What you will do: List each line in the rows below that contains the word "windshield". Upper and lower case must match.

--- start of Supplied information ---

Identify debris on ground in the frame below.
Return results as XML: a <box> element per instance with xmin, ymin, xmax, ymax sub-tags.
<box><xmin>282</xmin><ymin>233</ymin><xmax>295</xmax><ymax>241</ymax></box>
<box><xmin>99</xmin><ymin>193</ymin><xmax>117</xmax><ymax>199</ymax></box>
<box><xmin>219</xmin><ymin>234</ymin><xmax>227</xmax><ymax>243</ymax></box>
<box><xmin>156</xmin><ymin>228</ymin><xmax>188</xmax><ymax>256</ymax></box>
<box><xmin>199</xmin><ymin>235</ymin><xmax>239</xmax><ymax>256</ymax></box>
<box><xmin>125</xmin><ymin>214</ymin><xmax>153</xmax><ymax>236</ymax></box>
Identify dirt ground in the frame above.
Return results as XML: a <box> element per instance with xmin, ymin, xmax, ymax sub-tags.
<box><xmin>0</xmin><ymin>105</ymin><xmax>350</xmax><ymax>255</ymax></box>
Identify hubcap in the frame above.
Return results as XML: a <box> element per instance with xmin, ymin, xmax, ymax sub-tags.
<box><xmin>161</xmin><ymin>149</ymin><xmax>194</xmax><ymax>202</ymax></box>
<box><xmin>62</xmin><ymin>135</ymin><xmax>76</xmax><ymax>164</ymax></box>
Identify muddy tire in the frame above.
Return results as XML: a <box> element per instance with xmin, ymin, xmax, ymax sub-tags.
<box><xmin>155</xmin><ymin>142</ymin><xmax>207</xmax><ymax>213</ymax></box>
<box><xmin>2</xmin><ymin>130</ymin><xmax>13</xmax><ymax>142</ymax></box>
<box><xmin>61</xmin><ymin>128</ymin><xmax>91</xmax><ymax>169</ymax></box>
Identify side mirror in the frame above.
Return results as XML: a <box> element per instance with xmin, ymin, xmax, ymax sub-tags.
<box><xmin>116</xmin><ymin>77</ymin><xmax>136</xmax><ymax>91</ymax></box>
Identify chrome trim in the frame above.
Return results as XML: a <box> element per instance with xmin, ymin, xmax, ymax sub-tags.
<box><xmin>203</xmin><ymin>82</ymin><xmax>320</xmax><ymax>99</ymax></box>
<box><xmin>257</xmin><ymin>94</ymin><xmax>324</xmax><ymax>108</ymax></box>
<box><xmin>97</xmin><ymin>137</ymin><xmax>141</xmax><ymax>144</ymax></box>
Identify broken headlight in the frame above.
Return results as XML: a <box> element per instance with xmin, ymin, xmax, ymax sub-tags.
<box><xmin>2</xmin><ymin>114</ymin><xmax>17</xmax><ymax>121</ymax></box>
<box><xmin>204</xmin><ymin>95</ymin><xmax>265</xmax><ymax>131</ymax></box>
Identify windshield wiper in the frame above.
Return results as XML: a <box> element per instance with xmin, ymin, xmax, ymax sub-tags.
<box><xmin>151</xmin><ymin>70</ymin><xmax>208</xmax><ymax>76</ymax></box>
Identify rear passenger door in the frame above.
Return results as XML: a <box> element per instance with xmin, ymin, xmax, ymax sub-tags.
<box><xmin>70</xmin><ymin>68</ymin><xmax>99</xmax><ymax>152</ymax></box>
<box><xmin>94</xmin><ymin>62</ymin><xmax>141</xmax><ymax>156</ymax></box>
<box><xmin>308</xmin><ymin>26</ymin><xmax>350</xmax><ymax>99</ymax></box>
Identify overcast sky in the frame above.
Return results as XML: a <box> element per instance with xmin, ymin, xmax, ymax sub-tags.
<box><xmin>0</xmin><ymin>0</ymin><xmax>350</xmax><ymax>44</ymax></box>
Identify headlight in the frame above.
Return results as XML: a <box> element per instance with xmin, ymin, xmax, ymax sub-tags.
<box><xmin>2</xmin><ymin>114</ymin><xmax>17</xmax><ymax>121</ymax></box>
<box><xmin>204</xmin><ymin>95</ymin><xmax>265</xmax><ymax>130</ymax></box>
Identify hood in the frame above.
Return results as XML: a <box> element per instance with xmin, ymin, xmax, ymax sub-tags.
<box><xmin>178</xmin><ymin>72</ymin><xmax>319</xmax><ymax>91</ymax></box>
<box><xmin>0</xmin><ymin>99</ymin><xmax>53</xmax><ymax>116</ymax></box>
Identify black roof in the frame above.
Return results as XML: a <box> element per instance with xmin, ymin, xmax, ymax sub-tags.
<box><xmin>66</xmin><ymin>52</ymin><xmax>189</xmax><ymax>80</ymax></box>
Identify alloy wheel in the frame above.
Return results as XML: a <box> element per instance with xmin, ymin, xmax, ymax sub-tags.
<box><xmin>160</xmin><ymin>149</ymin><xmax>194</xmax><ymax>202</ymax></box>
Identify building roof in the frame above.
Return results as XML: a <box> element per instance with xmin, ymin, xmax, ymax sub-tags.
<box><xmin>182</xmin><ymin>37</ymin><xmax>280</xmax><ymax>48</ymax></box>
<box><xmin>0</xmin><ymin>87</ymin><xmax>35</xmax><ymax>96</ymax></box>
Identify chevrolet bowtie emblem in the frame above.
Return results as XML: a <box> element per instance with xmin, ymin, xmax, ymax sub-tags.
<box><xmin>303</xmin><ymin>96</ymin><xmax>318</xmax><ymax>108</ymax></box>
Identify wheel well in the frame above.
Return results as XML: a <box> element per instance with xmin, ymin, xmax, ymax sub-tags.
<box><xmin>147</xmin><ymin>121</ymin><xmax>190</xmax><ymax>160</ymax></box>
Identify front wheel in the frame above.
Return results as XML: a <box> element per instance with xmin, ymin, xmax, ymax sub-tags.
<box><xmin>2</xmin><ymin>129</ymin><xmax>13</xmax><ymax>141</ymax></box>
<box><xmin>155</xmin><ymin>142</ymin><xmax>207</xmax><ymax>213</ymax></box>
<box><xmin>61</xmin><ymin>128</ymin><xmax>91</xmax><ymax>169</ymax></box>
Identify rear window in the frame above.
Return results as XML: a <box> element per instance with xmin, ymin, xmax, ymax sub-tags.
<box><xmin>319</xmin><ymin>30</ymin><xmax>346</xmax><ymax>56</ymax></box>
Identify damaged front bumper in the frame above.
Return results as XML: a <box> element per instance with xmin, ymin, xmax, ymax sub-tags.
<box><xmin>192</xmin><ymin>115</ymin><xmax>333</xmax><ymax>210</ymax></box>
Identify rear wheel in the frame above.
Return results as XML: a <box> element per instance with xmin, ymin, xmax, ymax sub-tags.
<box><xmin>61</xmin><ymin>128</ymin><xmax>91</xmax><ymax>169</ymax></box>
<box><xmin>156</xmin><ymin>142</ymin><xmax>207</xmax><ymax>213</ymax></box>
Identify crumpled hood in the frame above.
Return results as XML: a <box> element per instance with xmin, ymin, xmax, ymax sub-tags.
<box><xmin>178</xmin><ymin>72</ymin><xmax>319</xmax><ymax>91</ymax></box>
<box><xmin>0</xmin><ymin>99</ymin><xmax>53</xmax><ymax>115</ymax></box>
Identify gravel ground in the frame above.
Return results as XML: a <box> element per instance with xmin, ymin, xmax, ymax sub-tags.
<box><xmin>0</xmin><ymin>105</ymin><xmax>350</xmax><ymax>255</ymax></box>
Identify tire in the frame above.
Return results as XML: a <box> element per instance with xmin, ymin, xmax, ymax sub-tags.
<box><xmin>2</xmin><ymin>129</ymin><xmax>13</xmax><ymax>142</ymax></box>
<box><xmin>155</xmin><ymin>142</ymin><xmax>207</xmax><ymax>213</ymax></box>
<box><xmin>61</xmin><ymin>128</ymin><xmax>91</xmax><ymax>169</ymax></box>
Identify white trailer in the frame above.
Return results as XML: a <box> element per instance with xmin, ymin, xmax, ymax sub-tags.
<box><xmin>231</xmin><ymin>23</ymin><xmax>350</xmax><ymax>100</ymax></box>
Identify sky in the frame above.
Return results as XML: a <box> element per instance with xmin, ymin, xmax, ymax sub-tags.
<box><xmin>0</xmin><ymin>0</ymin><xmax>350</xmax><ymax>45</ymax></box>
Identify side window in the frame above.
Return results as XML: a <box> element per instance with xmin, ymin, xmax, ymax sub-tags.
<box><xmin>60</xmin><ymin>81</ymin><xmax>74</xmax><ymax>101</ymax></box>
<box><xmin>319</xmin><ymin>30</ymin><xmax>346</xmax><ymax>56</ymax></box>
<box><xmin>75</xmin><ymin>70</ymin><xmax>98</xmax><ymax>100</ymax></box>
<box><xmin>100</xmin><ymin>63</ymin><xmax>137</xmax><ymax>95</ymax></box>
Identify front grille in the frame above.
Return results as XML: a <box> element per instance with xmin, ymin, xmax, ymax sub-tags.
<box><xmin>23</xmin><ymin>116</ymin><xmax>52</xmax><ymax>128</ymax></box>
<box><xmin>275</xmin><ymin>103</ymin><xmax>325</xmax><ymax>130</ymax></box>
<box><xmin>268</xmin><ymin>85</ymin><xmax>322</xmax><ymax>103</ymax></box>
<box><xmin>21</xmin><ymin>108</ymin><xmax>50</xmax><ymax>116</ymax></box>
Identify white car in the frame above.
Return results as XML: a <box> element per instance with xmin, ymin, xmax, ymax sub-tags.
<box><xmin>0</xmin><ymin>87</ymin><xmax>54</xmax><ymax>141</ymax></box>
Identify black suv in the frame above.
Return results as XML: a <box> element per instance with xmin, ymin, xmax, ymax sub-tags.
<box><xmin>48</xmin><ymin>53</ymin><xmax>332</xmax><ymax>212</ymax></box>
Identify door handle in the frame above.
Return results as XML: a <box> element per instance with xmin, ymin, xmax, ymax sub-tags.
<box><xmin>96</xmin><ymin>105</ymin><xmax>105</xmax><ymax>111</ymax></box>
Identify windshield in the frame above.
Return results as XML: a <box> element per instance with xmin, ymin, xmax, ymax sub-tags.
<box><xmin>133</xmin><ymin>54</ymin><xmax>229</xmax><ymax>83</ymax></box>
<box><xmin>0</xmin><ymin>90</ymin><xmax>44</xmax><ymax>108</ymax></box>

--- end of Supplied information ---

Reply to the exercise:
Identify windshield wiper in the frame above.
Identify windshield in the frame above.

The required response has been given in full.